• _What you are asked to do_
Rewrite the records below with every "horse neck" renamed to "neck of the horse" and nothing else changed. Leave the pictures out.
______
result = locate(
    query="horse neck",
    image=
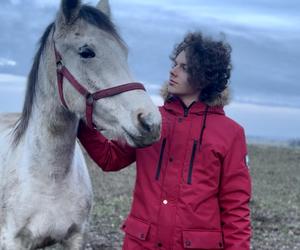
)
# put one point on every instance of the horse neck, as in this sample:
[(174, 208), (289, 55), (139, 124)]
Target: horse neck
[(51, 134)]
______
• _Solution_
result = locate(
    query="neck of the horse",
    image=
)
# put one point on every instance of the neck of the horse, as in this sample:
[(174, 208), (289, 55), (139, 124)]
Target: neck of the horse
[(51, 134)]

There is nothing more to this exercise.